▶ [Your goal] State how many lines in the records below contain the word "shirt". Nothing else is needed.

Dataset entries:
>>
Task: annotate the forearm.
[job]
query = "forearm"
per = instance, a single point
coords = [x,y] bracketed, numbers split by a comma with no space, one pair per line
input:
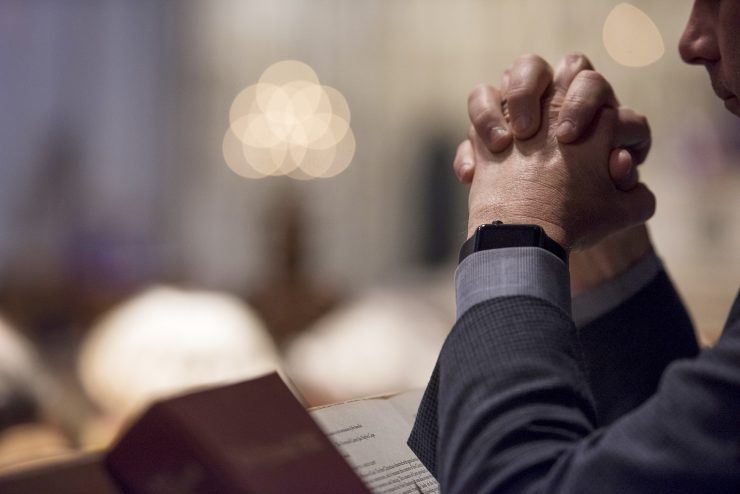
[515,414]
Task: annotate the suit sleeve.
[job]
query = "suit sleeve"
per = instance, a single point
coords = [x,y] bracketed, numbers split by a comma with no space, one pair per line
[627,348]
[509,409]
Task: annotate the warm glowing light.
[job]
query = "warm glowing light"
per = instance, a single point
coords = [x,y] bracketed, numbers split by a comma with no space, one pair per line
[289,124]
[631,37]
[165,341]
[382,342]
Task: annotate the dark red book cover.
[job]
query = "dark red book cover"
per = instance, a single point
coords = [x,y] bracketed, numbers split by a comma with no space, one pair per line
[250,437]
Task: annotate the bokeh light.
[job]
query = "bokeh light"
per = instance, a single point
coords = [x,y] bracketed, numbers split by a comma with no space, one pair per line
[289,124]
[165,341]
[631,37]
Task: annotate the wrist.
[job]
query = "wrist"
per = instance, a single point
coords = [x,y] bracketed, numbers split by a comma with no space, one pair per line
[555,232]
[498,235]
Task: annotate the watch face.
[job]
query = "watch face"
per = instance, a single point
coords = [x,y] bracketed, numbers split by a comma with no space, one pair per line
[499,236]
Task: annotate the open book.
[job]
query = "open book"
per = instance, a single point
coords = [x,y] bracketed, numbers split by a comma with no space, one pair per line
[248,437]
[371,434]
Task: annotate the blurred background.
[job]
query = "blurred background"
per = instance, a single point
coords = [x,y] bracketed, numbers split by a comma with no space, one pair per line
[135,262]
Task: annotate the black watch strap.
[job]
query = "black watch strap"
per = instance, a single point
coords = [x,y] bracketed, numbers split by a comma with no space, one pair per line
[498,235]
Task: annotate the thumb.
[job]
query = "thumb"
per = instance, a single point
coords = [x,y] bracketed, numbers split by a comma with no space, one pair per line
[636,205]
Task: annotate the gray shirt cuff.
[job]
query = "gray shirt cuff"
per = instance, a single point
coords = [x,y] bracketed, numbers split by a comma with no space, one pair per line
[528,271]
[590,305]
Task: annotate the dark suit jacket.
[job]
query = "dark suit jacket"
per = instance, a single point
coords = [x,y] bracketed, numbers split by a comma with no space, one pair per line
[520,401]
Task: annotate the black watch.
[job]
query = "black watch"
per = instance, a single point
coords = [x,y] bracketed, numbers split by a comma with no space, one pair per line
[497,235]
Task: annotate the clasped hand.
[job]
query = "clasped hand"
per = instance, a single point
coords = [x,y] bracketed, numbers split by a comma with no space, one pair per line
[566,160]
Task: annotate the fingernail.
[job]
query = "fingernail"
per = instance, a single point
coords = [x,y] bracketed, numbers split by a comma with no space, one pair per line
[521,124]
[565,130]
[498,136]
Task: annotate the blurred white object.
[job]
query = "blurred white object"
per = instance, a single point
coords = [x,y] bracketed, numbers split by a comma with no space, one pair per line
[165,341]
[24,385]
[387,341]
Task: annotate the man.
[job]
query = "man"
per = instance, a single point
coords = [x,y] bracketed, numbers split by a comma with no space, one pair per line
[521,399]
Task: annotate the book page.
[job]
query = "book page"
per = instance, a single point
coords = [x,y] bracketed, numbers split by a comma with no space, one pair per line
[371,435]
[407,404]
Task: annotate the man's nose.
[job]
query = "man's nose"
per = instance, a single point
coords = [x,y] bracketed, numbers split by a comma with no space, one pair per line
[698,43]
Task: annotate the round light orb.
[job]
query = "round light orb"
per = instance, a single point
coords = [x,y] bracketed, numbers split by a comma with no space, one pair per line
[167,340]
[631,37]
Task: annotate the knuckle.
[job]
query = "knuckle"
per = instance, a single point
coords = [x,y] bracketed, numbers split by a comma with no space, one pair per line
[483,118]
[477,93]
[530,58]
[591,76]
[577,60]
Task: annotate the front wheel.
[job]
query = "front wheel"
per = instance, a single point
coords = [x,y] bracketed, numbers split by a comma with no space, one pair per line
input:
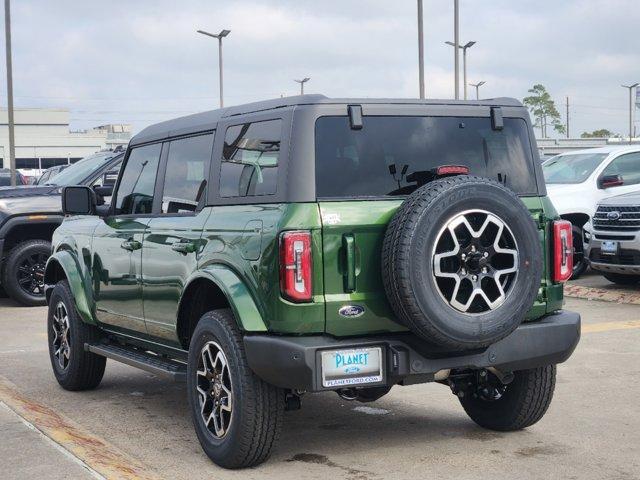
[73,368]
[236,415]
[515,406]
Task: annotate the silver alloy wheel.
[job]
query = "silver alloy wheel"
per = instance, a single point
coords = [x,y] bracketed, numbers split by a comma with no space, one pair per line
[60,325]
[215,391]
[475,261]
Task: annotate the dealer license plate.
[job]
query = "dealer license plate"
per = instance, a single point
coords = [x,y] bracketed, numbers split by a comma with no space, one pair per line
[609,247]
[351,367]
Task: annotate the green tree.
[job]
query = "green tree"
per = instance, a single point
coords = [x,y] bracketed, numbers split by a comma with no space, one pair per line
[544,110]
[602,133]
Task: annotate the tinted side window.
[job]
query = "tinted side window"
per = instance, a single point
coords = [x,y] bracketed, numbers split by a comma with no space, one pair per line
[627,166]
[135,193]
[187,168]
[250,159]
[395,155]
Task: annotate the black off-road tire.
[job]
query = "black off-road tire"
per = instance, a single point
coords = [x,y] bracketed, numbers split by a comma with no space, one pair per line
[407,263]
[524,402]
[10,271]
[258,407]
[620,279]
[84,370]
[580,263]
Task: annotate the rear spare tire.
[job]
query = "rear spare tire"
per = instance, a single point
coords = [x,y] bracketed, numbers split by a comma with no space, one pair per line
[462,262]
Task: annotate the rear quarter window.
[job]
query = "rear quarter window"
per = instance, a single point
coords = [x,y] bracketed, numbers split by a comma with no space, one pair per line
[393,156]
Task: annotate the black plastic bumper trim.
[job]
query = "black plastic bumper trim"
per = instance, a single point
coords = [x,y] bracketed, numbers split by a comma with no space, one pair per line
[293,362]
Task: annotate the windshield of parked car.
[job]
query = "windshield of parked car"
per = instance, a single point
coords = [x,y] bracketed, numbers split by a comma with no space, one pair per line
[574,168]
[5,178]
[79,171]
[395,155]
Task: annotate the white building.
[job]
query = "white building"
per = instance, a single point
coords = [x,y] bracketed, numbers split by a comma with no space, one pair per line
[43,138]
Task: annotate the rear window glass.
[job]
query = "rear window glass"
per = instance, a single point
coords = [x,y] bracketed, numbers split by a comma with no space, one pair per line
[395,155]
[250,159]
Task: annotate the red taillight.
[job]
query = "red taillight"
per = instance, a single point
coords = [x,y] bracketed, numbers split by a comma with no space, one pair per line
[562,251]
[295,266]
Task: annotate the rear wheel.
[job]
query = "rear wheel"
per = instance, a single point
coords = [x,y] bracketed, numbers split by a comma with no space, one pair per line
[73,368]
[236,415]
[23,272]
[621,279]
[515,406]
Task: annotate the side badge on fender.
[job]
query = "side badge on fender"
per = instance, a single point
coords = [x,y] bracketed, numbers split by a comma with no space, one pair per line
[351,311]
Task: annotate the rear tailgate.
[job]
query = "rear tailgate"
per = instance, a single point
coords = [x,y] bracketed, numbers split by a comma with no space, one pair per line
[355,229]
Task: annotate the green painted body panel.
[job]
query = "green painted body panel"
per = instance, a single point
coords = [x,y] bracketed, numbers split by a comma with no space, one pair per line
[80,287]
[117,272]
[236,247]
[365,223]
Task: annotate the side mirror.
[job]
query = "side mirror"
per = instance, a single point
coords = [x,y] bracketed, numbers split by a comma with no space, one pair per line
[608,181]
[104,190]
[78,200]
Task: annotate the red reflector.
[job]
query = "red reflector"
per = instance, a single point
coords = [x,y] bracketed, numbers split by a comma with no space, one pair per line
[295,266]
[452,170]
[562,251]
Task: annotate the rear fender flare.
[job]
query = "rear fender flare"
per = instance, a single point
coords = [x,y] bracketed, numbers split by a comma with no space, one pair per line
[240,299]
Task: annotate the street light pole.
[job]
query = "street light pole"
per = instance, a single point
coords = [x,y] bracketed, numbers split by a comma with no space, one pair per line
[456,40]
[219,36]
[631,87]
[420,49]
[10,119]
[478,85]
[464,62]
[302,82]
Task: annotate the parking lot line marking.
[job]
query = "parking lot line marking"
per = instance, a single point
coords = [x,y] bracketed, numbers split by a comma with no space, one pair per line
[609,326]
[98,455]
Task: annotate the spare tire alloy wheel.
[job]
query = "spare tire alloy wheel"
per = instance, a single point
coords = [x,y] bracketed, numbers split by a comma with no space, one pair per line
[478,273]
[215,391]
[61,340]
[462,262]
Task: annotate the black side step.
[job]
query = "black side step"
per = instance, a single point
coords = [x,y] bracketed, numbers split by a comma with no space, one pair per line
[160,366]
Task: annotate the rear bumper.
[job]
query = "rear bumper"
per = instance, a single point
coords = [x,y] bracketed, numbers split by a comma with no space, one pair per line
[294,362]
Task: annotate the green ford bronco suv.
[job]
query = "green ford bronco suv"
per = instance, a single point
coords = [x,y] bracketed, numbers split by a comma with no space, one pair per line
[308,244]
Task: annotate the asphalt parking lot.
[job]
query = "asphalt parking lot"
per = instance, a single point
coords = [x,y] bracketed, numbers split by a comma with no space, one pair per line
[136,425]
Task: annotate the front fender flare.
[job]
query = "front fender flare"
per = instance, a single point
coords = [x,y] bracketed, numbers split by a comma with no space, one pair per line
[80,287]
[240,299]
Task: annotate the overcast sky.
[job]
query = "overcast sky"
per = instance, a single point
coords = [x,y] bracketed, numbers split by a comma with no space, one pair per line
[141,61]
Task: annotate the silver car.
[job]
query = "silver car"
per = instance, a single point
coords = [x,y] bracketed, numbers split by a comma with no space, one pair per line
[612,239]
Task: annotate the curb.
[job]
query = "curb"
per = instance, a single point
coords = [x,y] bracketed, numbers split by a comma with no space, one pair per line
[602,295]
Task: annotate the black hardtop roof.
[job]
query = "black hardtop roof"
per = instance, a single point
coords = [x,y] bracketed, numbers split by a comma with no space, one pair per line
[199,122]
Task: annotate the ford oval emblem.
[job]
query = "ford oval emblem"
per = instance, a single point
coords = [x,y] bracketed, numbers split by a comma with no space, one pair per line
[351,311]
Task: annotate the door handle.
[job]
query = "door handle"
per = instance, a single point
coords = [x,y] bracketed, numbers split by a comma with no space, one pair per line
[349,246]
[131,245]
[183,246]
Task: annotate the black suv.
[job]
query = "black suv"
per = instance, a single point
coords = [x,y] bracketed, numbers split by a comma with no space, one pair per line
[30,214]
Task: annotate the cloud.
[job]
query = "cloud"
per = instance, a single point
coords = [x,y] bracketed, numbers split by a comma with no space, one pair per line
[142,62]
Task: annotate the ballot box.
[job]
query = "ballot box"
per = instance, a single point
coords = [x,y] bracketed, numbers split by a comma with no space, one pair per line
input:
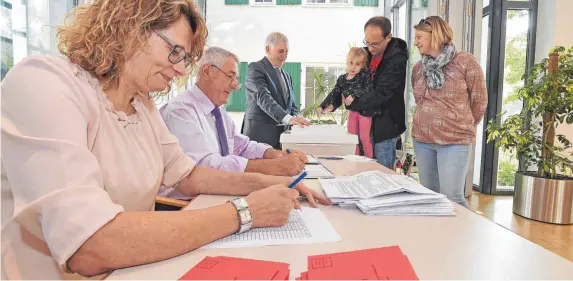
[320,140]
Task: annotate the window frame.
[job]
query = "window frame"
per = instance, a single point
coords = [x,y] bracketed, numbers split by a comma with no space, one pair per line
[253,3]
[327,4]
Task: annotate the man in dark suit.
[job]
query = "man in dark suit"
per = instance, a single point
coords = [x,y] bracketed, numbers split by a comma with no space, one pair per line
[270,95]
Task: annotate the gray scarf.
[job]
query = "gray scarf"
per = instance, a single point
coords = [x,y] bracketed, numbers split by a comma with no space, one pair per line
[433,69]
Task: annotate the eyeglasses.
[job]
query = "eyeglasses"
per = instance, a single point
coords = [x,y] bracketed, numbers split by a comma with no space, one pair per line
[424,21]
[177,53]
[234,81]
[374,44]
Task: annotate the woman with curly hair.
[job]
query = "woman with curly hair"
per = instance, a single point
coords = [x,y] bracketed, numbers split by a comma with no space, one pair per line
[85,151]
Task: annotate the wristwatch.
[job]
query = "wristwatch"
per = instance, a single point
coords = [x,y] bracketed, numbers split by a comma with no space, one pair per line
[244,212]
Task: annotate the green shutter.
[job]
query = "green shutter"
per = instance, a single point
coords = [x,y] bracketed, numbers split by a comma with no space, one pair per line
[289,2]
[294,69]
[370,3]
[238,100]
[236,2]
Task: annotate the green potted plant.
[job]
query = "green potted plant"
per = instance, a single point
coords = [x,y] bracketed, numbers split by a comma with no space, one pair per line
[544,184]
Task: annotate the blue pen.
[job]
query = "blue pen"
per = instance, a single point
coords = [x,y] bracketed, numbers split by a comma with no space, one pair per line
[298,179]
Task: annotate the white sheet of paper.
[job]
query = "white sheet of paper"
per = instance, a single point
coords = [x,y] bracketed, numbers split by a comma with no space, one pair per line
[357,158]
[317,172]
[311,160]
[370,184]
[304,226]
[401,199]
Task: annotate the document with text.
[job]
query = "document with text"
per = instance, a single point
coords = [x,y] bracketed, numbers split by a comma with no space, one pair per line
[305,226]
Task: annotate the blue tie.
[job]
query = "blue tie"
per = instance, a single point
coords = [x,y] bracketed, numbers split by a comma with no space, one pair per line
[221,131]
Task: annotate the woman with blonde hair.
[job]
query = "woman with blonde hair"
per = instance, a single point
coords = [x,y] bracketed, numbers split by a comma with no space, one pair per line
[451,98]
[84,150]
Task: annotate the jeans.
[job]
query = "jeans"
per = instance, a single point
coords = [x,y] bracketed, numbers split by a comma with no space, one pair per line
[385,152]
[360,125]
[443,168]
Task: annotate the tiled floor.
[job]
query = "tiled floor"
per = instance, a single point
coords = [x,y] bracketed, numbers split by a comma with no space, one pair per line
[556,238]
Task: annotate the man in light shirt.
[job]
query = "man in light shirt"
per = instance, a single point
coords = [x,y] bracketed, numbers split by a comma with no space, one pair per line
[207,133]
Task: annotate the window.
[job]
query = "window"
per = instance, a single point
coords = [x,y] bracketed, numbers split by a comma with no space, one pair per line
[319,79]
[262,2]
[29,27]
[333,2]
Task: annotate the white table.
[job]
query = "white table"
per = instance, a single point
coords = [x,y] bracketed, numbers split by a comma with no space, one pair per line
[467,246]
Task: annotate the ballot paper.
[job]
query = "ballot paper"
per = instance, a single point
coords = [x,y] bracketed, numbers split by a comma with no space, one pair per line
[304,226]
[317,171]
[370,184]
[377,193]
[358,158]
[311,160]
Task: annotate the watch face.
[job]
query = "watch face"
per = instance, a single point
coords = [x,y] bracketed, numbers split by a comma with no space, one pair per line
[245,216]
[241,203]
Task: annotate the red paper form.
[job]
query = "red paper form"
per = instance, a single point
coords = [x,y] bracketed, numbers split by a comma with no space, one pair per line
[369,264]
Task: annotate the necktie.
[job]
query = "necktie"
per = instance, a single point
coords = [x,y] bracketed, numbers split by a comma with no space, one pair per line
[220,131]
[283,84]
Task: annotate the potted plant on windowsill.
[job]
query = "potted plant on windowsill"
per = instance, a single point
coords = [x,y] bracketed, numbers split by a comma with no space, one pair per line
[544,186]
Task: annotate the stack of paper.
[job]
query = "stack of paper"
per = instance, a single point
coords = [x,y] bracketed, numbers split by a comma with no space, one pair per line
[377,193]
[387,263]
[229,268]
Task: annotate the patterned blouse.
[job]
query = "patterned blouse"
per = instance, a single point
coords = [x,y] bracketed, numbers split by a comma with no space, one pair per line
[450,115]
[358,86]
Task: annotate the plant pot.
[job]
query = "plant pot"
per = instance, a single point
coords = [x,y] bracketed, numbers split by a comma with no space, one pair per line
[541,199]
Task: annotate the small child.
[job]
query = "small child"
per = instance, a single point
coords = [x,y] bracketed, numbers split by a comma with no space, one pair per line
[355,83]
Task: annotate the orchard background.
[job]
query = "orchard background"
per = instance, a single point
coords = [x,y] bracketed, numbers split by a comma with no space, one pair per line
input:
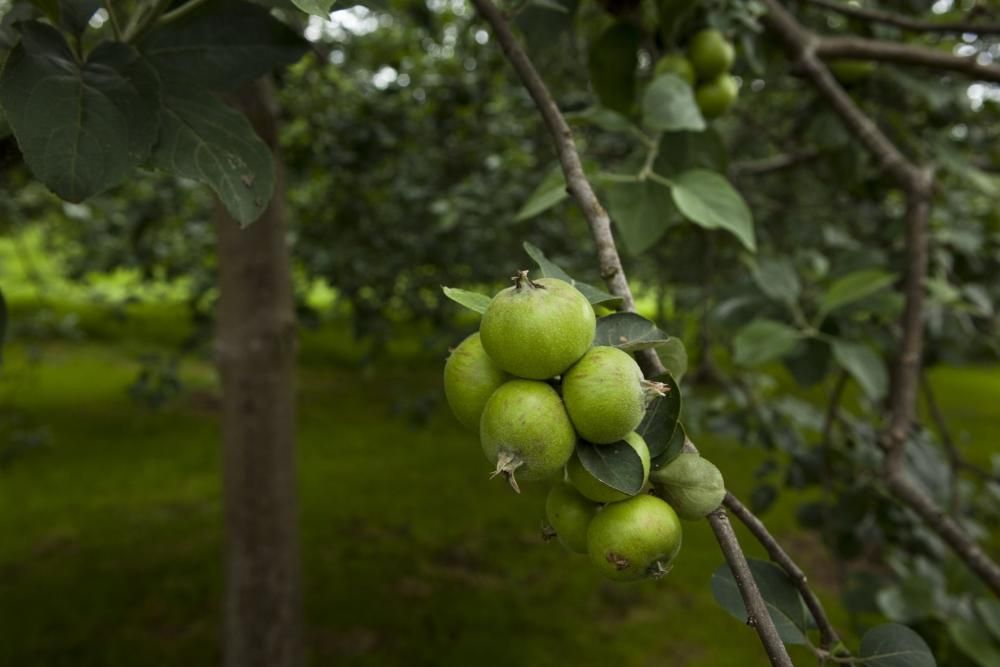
<<
▶ [Task solution] 4